▶ [Set exercise A]: Translate this sentence from the Diary of a Wombat page into Spanish: "It is the first in the Shaggy Gully books, and is one of the most popular of French's works."
▶ [Set exercise B]: Write the next part of the Diary of a Wombat page, picking up after its final line.

▶ [Document excerpt]:
----------------
Diary of a Wombat
- The cover of Diary of a Wombat, illustrated by Bruce Whatley.
- Author: Jackie French
- Illustrator: Bruce Whatley
- Cover artist: Bruce Whatley
- Language: English
- Series: Shaggy Gully books
- Genre: Children's picture book
- Publisher: Clarion Books
- Publication date: 2002
- Publication place: Australia
- Followed by: Pete the Sheep

= Diary of a Wombat =

2002 picture book by Jackie French and Bruce Whatley

Diary of a Wombat is a 2002 award-winning picture book written by Jackie French and illustrated by Bruce Whatley. It is the first in the Shaggy Gully books, and is one of the most popular of French's works.

==Shaggy Gully books==

1. Diary of a Wombat (2002)
2. Pete the Sheep (2004), published as Pete the Sheep-Sheep in the US
3. Josephine Wants to Dance (2006), published as Josephine Loves to Dance in the US
4. The Shaggy Gully Times (2007)
5. Emily and the Big Bad Bunyip (2008)
6. Baby Wombat's Week (2009)
7. Christmas Wombat (2011)

==Awards==

- Won - American Library Association Notable Children's Book
- Won - Canberra's Own Outstanding List Award for Best Picture Book (2003)
----------------
▶ [Given information]:

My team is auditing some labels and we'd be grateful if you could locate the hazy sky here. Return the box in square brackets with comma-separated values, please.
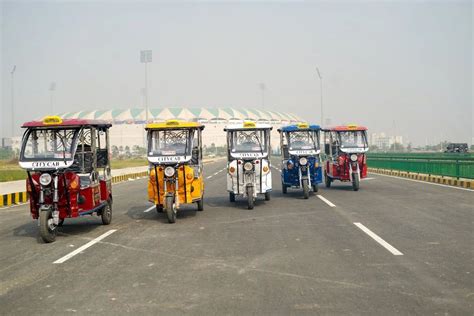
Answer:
[0, 1, 474, 144]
----------------
▶ [Result A]: Es el primero de los libros de Shaggy Gully y es una de las obras más populares de French.

▶ [Result B]:
- Won - Young Australian Readers' Award (2003)
- Won - Kids Own Australian Literature Award: Best Picture Book (2003)
- Won - ABA/A A Neilson Book of the Year (2003)
- Won - Benjamin Franklin Award, United States (2004)
- Won - Lemmee Award, United States (2004)
- Won - KIND Award, United States (2004)
- Won - Kids' Reading Oz Choice Award (2007)
- Won - Books I Love Best Yearly Award (2008)
- Honour - CBCA Children's Book of the Year Award: Picture Book (2003)
- Shortlisted - Young Australian Best Book Award (2003)
- Shortlisted - Australian Publisher's Association Book Design Awards for Best Designed Children's Picture Book (2003)
- Shortlisted - Galley Club Award, Picture Book category of the Children's Choice Book Awards (2003)
- Shortlisted - Books I Love Best Yearly Award (2004)
- Shortlisted - Book Sense Book of the Year Award: Children's Illustrated Book (2004)
- Shortlisted - Books I Love Best Yearly Award (2007)
- Voted Favourite Picture Book of the Year in the Cuffie Awards in the USA
- Tied with Diary of a Worm for Funniest Book in the Cuffie Awards in the United States (2003)
- Number two on the 'Best 20 picture books for 2003' in the United States (2003)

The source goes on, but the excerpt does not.